- Excerpt to read:
* * *
So you can have a perfectly good and worthwhile model of the golf swing, but there may still be questions you can't ask it. That doesn't mean the model is worthless; it just means you need a different model for the particular question you want to ask.

The Double Pendulum Model

In addition to a good explanation of why we need a swing model, Cochran & Stobbs gave us a simple first model, one that served the golf community for 30 years. It was the double-pendulum model of the golf swing.


Shoulder turn

Wrist hinge
(Photos from Cochran & Stobbs, "Search for the Perfect Swing")

Cochran & Stobbs observed that the most prominent motions in a golf swing were a turn of the shoulders and a hinging of the wrists. (Each motion is demonstrated separately in the photos above.) Then they made the scientist/modeler's leap: Suppose I constructed a model of just these two motions. That would be manageable for analysis. Does it match what actually goes on in a golf swing well enough to be a useful model?

History has proven it very useful, even if missing some of the details of the swing. Here then are the elements of that model:
  • A double pendulum, consisting of two levers, an upper and a lower. The upper corresponds to the arms, and the lower corresponds to the club.
* * *
- Data extract:
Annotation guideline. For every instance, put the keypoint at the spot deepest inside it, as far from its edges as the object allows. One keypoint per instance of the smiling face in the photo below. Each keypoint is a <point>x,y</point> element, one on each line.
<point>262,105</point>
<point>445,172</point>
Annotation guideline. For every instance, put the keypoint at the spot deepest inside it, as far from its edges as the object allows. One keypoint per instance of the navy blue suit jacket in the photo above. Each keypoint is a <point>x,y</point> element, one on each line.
* * *
- Instruction:
Carry on the golf swing piece from its last sentence, adding the next elements of the double-pendulum model.

- Task output:
  • A fixed pivot at the inner end of the upper lever. This corresponds to a point between the shoulders, about which the body turns and rotates the arms.
  • A hinge between the upper and lower levers. This corresponds to the arms and hands; the angle at this hinge is wrist cock.
  • A pair of  "torque generators", one at each hinge, that allow the application of an arbitrary torque at the hinges. (More explanation of this below.)
  • A "stop" at the hinge, limiting the angle of wrist cock. Quoting C&S, "You can think of the stop as a wedge of slightly yielding material which prevents the two levers from jack-knifing on each other. It represents the golfer's inability to cock his wrists by more than 90º or so."

A word about forces -- and torque


The swing models we discuss are generally composed of limbs and joints. Muscular "forces" are applied at the joints. They can't just move a limb arbitrarily. The only way they can move a limb is for the muscles that span the joint to cause one limb to exert a force to move the other.

But how do joints move? They are pivots or hinges. They allow the limbs to turn, one with respect to another. Therefore, the only forces the muscles can exert at the joint is a turning force -- a torque. (See the physics primer if this is at all mysterious to you. Understanding torque is absolutely essential to understanding the models.)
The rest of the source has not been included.